### [Work request]
Every line below should be copied exactly; drop the pictures.

=====

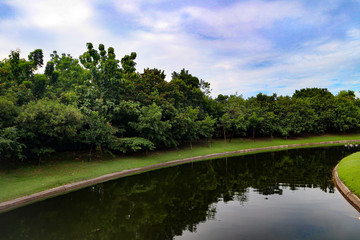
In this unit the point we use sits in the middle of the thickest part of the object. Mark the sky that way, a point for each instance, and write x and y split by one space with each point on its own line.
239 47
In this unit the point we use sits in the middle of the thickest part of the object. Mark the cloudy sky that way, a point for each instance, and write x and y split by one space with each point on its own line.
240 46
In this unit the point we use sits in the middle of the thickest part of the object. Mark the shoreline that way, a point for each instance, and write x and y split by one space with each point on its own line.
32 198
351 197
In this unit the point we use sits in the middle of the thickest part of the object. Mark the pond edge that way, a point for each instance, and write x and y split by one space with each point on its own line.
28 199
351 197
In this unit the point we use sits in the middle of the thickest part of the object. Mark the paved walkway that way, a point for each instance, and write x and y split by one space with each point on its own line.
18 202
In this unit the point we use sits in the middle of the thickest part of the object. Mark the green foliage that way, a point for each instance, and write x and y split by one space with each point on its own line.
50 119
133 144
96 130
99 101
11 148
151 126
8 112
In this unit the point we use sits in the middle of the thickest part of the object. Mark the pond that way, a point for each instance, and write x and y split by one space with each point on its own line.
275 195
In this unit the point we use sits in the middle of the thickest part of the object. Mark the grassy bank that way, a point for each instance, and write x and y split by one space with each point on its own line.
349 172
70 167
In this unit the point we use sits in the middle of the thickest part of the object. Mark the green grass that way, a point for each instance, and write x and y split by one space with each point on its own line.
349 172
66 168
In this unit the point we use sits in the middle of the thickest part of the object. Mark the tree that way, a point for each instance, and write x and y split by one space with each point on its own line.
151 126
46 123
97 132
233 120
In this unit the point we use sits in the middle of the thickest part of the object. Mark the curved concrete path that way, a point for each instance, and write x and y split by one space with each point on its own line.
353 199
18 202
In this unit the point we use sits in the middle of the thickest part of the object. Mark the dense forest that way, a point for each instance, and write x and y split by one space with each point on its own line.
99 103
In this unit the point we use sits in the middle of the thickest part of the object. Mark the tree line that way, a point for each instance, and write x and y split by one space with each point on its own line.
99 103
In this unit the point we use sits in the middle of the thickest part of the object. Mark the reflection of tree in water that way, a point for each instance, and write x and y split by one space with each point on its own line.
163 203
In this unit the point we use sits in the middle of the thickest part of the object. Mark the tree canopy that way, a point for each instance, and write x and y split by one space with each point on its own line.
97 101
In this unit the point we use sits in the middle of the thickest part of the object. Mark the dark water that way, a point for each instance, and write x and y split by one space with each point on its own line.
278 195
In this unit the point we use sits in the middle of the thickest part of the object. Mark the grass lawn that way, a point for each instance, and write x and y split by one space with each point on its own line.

=====

### [Solution]
In this unit the point we use sits in the middle of the thickest part of the object. Mark the sky that way, a point for each instance, and write x and y split by one space with each point on its own line.
239 47
In this unit the point we use sits in the middle of the thickest part of the object. Mark the cloudy sky that way, a point for each instance, and write x and y split by one space with each point on its own line.
240 46
In this unit the point we use sits in the middle of the thickest part of the object. Mark the shoreline that way, a point for each instance, and write x and y split by one space with each point on its own line.
32 198
351 197
In this unit the point we use sits in the middle of the thickest part of the object. Mark the pond edge that way, a point for each instance, and write x and y split by one space with each point on its own line.
28 199
351 197
In this unit the point we use sits in the middle of the thickest part of the object. Mark the paved walkway that way, a point for each instance, and write x and y split by one space with each point on its own line.
18 202
In this unit the point we use sits in the middle of the thickest part of the object. Mark the green foliage that way, a point for each instance, and write x and y split by one space with each point on its own line.
50 119
133 144
96 130
99 101
11 148
151 126
8 112
In this unit the point we use sits in the middle of the thickest part of the object. Mark the pond that way, a point for each instance, and write x and y split by one space with each point on its own line.
275 195
In this unit the point we use sits in the middle of the thickest part of the object. Mark the grassy bank that way, a point for each instance, and write x and y split by one space with each point on its own line.
349 172
70 167
In this unit the point we use sits in the middle of the thickest part of the object. Mark the green grass that way, a point for each instance, and write x and y split by one space with each point on its own line.
349 172
66 168
In this unit the point we use sits in the middle of the thickest part of the object. Mark the tree that way, a point for each instance, and write x and y split by one space with each point on its own line.
151 126
46 123
97 132
233 120
In this unit the point we use sits in the middle of the thickest part of the object. Mark the curved concrete path that way, a point for each instance, and write x and y split by one space with each point on its own line.
353 199
18 202
In this unit the point we use sits in the middle of the thickest part of the object. Mark the dense forest that way, a point for each instance, and write x and y split by one space with each point on its own line.
99 103
In this unit the point we use sits in the middle of the thickest part of the object. Mark the tree line that way, a point for each instance, and write x and y split by one space with each point on its own line.
99 103
In this unit the point we use sits in the middle of the thickest part of the object. Mark the reflection of tree in water that way, a point for each instance, and write x and y split by one space with each point on its own line.
163 203
In this unit the point we use sits in the middle of the thickest part of the object. Mark the tree canopy that way, a point for each instance, and write x and y split by one space with each point on its own line.
97 101
In this unit the point we use sits in the middle of the thickest part of the object. Mark the dark water that way, a point for each instance, and write x and y split by one space with each point on its own line.
278 195
In this unit the point we use sits in the middle of the thickest part of the object. Mark the grass lawn that way, a point for each instance, and write x and y split by one space with each point on its own line.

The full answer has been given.